WHAT THE EXERCISE ASKS: Your copy of the listing should match it exactly, only without pictures.

-*-

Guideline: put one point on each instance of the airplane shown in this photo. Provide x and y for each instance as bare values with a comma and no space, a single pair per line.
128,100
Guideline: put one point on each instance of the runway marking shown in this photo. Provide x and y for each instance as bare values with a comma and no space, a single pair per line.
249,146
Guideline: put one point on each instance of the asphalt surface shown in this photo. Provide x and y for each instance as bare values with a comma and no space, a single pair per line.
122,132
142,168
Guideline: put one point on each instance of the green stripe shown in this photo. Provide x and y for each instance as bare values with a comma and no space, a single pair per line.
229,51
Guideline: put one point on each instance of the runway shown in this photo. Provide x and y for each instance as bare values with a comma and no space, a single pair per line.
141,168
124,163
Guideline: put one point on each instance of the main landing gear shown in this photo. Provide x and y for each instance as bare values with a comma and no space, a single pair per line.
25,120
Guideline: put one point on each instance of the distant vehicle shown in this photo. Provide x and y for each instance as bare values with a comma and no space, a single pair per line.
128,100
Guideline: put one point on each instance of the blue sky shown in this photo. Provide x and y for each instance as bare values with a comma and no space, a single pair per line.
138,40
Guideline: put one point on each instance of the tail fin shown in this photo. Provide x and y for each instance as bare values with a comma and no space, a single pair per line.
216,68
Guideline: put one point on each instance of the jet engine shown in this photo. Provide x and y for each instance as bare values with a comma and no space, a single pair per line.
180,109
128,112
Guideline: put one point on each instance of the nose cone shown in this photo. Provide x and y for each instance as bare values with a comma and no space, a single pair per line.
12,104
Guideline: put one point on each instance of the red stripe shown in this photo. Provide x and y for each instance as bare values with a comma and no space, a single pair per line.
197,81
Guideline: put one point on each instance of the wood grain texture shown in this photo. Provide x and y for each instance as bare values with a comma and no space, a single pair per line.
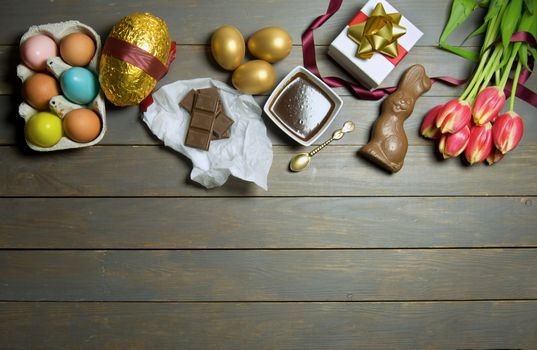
336,171
273,275
191,22
400,325
125,126
266,223
196,62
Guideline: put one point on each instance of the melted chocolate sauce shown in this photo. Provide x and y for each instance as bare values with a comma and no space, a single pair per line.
302,107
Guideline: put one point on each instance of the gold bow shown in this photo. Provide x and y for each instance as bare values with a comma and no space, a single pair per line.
378,34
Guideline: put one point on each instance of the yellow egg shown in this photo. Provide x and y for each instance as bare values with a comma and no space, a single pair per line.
227,47
270,44
254,77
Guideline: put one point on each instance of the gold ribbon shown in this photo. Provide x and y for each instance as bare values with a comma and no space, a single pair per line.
378,34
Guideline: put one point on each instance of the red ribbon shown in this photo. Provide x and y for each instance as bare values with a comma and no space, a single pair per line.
148,101
310,62
136,56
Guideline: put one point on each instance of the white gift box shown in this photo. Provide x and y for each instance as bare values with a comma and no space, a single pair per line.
371,72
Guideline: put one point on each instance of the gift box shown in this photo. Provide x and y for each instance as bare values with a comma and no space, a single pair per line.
372,71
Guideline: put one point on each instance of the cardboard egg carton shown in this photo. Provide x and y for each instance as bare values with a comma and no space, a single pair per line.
56,66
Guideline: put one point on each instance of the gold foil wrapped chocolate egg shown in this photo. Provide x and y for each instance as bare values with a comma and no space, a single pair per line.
123,83
270,44
254,77
227,47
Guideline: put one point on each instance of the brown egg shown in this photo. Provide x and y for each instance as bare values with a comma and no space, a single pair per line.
38,89
77,49
82,125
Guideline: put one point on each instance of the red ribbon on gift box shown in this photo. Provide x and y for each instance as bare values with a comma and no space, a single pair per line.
310,62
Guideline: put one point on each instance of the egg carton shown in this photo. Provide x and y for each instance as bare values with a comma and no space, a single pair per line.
55,65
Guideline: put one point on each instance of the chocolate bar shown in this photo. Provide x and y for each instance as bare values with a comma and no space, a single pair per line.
208,121
188,101
202,120
221,125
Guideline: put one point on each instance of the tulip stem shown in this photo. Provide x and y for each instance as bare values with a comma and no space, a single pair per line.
487,73
492,69
513,88
477,74
497,76
509,65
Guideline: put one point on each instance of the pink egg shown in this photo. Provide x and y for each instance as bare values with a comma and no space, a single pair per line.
36,50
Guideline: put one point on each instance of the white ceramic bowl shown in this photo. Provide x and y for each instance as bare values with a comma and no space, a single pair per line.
320,85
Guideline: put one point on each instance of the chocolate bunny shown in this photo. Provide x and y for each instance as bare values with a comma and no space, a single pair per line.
388,144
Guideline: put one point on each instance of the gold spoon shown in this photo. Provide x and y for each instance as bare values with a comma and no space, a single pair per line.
302,160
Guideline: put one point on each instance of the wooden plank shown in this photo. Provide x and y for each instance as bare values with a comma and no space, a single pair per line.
191,22
401,325
125,125
200,223
336,171
269,275
196,62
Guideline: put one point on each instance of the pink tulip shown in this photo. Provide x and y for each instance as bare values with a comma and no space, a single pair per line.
453,116
428,125
495,156
479,144
451,145
507,131
488,104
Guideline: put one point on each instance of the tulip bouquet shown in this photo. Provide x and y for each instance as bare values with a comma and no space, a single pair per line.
472,123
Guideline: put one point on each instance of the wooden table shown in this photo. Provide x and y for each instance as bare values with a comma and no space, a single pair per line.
113,247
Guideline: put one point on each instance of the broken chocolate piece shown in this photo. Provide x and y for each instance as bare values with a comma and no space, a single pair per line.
206,103
198,139
208,121
221,125
188,101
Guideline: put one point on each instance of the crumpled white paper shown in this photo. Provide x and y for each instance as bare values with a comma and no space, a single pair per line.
246,154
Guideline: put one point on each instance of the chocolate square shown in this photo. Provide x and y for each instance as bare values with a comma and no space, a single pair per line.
188,100
209,91
221,125
206,103
202,120
198,139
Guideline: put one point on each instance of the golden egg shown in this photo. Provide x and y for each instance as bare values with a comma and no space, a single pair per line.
271,44
227,47
254,77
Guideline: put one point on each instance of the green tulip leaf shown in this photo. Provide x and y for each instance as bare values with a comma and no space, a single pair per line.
460,10
510,20
523,56
469,55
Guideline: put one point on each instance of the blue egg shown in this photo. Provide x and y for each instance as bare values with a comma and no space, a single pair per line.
79,85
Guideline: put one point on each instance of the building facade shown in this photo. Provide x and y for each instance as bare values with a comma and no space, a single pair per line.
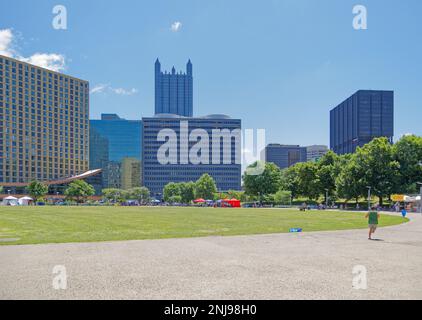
284,156
366,115
115,147
44,123
174,91
182,161
316,152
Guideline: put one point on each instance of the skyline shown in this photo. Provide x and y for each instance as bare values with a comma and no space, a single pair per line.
297,88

-*-

ANSWER SPACE:
Guideline: put one point on each instance of the airplane shown in this photo. Provide x and y for each instance as bare values with a comma and no space, a single pair per line.
128,100
Guideline: put one point on each instance of the runway marking shown in this photo. Provide x and y for each instance as bare values with a comma and no space, a single pair per line.
249,146
Guideline: put one point on each instance of the asphalt surface shown in this photo. Provide x and y for each instance as bare values with a comma and no space, a single pair per line.
122,132
142,168
Guideline: put one point on each instance of the green stripe shown in this photo. Provide x and y for each instance as bare values with a comma and no space, a single pair per line.
229,51
Guideline: put one point on each instance of the runway shown in this photo. Provide x and y for each instance as bare values with a comma and no space, a single pair per line.
141,168
124,163
Guideline: put one point on each instance of the main landing gear shown in this photo. Provide x and y for each instance as bare values with a comma and no space, a single pair per line.
25,120
Guideline: put one point on each instance of the distant vehicle shown in this photo. Provide x and y for each instance as bare values with a comma and no space, a single pair per line.
128,100
Guideline: put one point on each instance of the blue sky shown in this photo. Provide x and y for each instance as bare values with a comma and no space, a single pair per line.
138,40
Guideline: put one point on each instance of the tail fin shown in this photo. Provide x and y for each instance as bare values with a comma and no space, a single pair per line.
216,68
Guideline: put one point on each instance of the jet engine shown in this photo. Provide x and y for each instance as bare values with a comma and no space, a single pair per line.
180,109
128,112
Guideline: put one point on each instance of the nose cone shown in this photo. Provide x and y for each instance as bare values with a comma and no space, a single pair per line.
12,104
Guideline: put one point on each instance of the red stripe shown in this photo. Provide x and y for each instance as bare values with a comma and no space, a single pair per line.
197,81
Guideline: put one point on each instance of the wood grain texture shown in this photo. Provide x and y for each instance as bare values with a comma and no space, a single pair per line.
336,171
273,275
191,22
400,325
125,126
266,223
196,62
Guideline: put one point on each instance of the melted chocolate sauce shown in this photo. Provide x and y for each instance as bare values with a comma and no space, a single pair per line.
302,107
Guideline: put one point on each instance of the gold bow shown in this photo. Provide x and y for each instance as bare values with a comma and no space, a single pair per line.
378,34
Guideline: put one point on each instance of the yellow egg shown in this photo. Provide x and y for each instance as bare values with a comma and no space, a single pair per line.
227,47
270,44
254,77
Guideline: put one point on each instance of the gold ribbon shown in this photo. Provide x and y for each instance as bare values with a comma and no space, a single pair per line.
378,34
Guideline: put one point on each instance of the red ribbon shown in this photo. Provide x and y for each instance as bare values with a comma and no space, a single pair per line.
148,101
310,62
136,56
Guideline: put one point on each instance of the white gift box shown in this photo. Provide x and y for each instance as bare values with a comma and no space, a single pair per line.
371,72
Guideline: put one point on each instance of the gift box shown in this photo. Provide x and y for each instance as bare values with a comma and no space, a single pair per line.
372,71
Guideline: put one point on each instance of the cardboard egg carton shown in this photo. Provide x and y for each instance as bare values with a comma and no space, a single pair per line.
56,66
Guideline: put one point on each instance of the gold foil wrapped chocolate egg shown in this photo. Provide x and y for each instance as bare values with a comma and no space, a single pair per line.
123,83
270,44
254,77
227,47
Guideline: put one point on each instance of the brown egg shown in this photo. Provide x and y for each instance as bare values with a comma and no space, a single pair per line.
38,89
77,49
82,125
Guideline: put one point on each instance of the red ribbon on gift box shown in this photo. Provide x and y for each instance as bare values with a comma and no space, a single pair per line.
310,62
Guideline: put one point on each instance of the egg carton shown in this photo. Provide x and y for each instance as bare values with a comma and no space, a single pair per line.
55,65
Guideline: put one point on each instance of the chocolate bar shown in this photo. Provide x and y for each instance as bare values with a comma and no space, a single pair per line.
208,121
188,101
202,120
221,125
Guideline: put one point on each instance of the tulip stem shown in this photo. Provide x and y for each instance as bare values with a comma and no space, a single pair per line.
487,73
492,69
513,88
477,74
497,76
509,65
Guideline: put one point on each instance of the pink egg shown in this photo. Provide x and y for each instance as bare values with a comma and no space, a single pair per line.
36,50
Guideline: put one point on each instance of the white ceramic bowl shown in this photo. Provide x and y for each instance as bare values with a comma and no space, a single pair per line.
320,85
Guideline: put one point on each instance of the chocolate bunny shown in this photo. Provide x and y for each instance as bare values with a comma and no space, a single pair per line.
388,144
Guideline: put one point on each instance of the gold spoon shown in this photo. Provide x and y for each instance as bare values with a comma and no space, a single pair per line.
302,160
Guideline: put one point on each instance of the wooden plank shown in this photo. Provide x and y for each instance as bare values with a comma and no space, a single pair per line.
191,22
401,325
125,125
200,223
336,171
269,275
196,62
Guideline: put one point on each instance of the pink tulip shown in this photo. Provide x and y for each instance as bare values with a comma and no space, a single pair per line.
453,116
428,125
495,156
479,144
451,145
507,131
488,104
Guideline: put one point on each instance of the tulip bouquet shown in this photo. Provide x and y for each instance as bare values with a comma and no space, a single pair per line.
472,123
Guideline: put one point on each instance of the wooden table shown in this photo. Provide x and y for each instance as bare values with a comma and no space, a single pair per line.
113,247
Guideline: put one point on each instance of the broken chocolate piece shown in this photo. Provide x and y for each instance as bare values with a comma and no space, a single pair per line.
206,103
198,139
208,121
221,125
188,101
Guideline: put one point on each instance of the crumpled white paper shown in this photo. Provide x and y for each instance as bare values with a comma and no space, a single pair per line.
246,154
Guideline: put one point on each instance of the chocolate square shown in this photo. Provide x and y for each instance as bare values with a comma and no space, a single pair per line.
188,100
209,91
221,125
206,103
202,120
198,139
Guideline: put one point on each instance of the golden egg shown in this photo. Provide x and y for each instance as bare values with a comma and no space, a single pair per line.
271,44
227,47
254,77
Guideline: put one point on each instance of the green tulip leaf shown in this photo. Provide x and y for each instance as bare values with a comma and no space, a single pair per line.
460,10
510,20
523,56
469,55
Guideline: put one point on each instance of the blue egg shown in this photo. Provide x and y for each instance as bare values with a comma and no space, a single pair per line.
79,85
Guideline: put one point on each instance of the building facade shown in this photo. Provide x and y for each instance as bare values with a comma and no space, a single pair per line.
284,156
366,115
115,147
44,123
174,91
182,161
316,152
Guideline: put one point on each instance of the skyline shown in this photo. Provide x and y for each instance as bare values with a comma and no space, a single pair per line.
297,88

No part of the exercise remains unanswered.